## [SELECTED EXCERPT]
★ ★ ★

Accuracy isn’t everything. Sometimes when you’re approximating a function you care more about matching a function’s qualitative behavior than matching its numerical values.
One example is interpolating monotonic data. Say your data show that increasing input always increases output. It’s likely you want a function that interpolates your data to have the same property and that you might sacrifice some accuracy to assure monotonicity. In a visual application, you might get a distracting wiggle in what should be a smoothly bending curve. In software used to control a physical device, it could lead to unexpected behavior, or even disaster, if an increase in input led to a decrease in output, even if it was a small decrease.
Linear interpolation preserves monotonicity: if in your data increasing x leads to increasing y, the same is true of a linear interpolation to the data. But for higher-order interpolation this isn’t the case. A simple example would be the three points (-1, 1), (2, 4), and (3, 9). The unique quadratic polynomial interpolating these three points is x², which is not monotonic in any interval containing 0. We’d like to have a smoother and more accurate  way to interpolate data while still preserving monotonicity.
It’s unlikely that a polynomial interpolating monotone data will be monotone. I suspect that given a set of monotonic data, it’s more likely that a polynomial spline interpolant will be monotone than a polynomial interpolant because the former is more flexible. Formulating this suspicion into a conjecture that could be settled theoretically, or even tested empirically, would be a non-trivial but interesting exercise.
A cubic spline interpolating monotone data is not necessarily monotone. However, there is a way to determine derivative conditions so that a Hermite spline fitting the data will be monotone. Fritsch and Carleson published an algorithm for this in 1980.
 If the function sampled by your data is smooth, then in general a smooth approximation to the function will be more accurate than a piecewise linear approximation.
5 thoughts on “Monotonic interpolation”
There are monotone interpolation techniques…
Thanks. I’ll take a look.

★ ★ ★

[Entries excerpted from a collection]

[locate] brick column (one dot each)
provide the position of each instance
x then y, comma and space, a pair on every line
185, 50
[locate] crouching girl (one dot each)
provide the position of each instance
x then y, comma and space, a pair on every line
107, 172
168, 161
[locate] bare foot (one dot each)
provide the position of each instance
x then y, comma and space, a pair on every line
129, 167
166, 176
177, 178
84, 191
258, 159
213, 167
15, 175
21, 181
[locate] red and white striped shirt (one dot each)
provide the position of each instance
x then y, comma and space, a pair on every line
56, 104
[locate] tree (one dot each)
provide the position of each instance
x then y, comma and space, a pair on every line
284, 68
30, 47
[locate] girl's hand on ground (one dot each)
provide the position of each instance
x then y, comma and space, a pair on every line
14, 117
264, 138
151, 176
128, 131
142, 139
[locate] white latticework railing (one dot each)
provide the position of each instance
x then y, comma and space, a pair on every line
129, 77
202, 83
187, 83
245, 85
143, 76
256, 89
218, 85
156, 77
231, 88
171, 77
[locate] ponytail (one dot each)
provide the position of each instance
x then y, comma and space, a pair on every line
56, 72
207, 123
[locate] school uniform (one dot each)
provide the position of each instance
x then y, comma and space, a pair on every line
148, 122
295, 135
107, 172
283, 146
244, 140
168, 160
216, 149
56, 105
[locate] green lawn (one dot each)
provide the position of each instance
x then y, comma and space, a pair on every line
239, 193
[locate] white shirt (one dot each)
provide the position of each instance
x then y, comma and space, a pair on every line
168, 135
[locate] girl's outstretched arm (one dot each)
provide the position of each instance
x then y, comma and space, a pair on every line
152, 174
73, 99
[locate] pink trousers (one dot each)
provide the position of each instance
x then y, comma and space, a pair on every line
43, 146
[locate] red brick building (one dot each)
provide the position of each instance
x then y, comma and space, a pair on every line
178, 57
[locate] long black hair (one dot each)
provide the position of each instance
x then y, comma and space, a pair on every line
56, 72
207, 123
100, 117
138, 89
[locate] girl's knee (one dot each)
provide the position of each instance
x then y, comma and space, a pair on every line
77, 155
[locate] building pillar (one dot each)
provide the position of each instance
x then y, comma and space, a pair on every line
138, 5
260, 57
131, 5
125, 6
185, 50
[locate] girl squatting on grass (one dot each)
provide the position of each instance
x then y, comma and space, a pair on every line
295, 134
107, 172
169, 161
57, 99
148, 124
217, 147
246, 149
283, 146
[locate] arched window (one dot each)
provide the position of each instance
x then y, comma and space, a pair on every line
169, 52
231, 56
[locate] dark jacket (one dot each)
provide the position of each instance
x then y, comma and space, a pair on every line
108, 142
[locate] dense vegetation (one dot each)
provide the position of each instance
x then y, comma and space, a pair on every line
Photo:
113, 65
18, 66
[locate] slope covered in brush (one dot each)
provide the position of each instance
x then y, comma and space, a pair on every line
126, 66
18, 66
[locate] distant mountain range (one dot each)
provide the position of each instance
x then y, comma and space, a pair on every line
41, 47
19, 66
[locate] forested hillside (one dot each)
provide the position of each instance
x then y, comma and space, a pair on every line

★ ★ ★

## [WHAT YOU NEED TO DO]
**1.** Duplicate the post on monotonic interpolation in full, word for word.
**2.** Offset the entries starting at the line containing "[locate] distant mountain" and ending at the last line of the entries. Write out every one of those lines again, keeping the lines without coordinates unchanged and adding 72 to each coordinate number in the answers.
The post and the entries are unrelated material.

## [ANSWERS]
**1.**
Accuracy isn’t everything. Sometimes when you’re approximating a function you care more about matching a function’s qualitative behavior than matching its numerical values.
One example is interpolating monotonic data. Say your data show that increasing input always increases output. It’s likely you want a function that interpolates your data to have the same property and that you might sacrifice some accuracy to assure monotonicity. In a visual application, you might get a distracting wiggle in what should be a smoothly bending curve. In software used to control a physical device, it could lead to unexpected behavior, or even disaster, if an increase in input led to a decrease in output, even if it was a small decrease.
Linear interpolation preserves monotonicity: if in your data increasing x leads to increasing y, the same is true of a linear interpolation to the data. But for higher-order interpolation this isn’t the case. A simple example would be the three points (-1, 1), (2, 4), and (3, 9). The unique quadratic polynomial interpolating these three points is x², which is not monotonic in any interval containing 0. We’d like to have a smoother and more accurate  way to interpolate data while still preserving monotonicity.
It’s unlikely that a polynomial interpolating monotone data will be monotone. I suspect that given a set of monotonic data, it’s more likely that a polynomial spline interpolant will be monotone than a polynomial interpolant because the former is more flexible. Formulating this suspicion into a conjecture that could be settled theoretically, or even tested empirically, would be a non-trivial but interesting exercise.
A cubic spline interpolating monotone data is not necessarily monotone. However, there is a way to determine derivative conditions so that a Hermite spline fitting the data will be monotone. Fritsch and Carleson published an algorithm for this in 1980.
 If the function sampled by your data is smooth, then in general a smooth approximation to the function will be more accurate than a piecewise linear approximation.
5 thoughts on “Monotonic interpolation”
There are monotone interpolation techniques…
Thanks. I’ll take a look.

**2.**
[locate] distant mountain range (one dot each)
provide the position of each instance
x then y, comma and space, a pair on every line
113, 119
91, 138
[locate] forested hillside (one dot each)
provide the position of each instance
x then y, comma and space, a pair on every line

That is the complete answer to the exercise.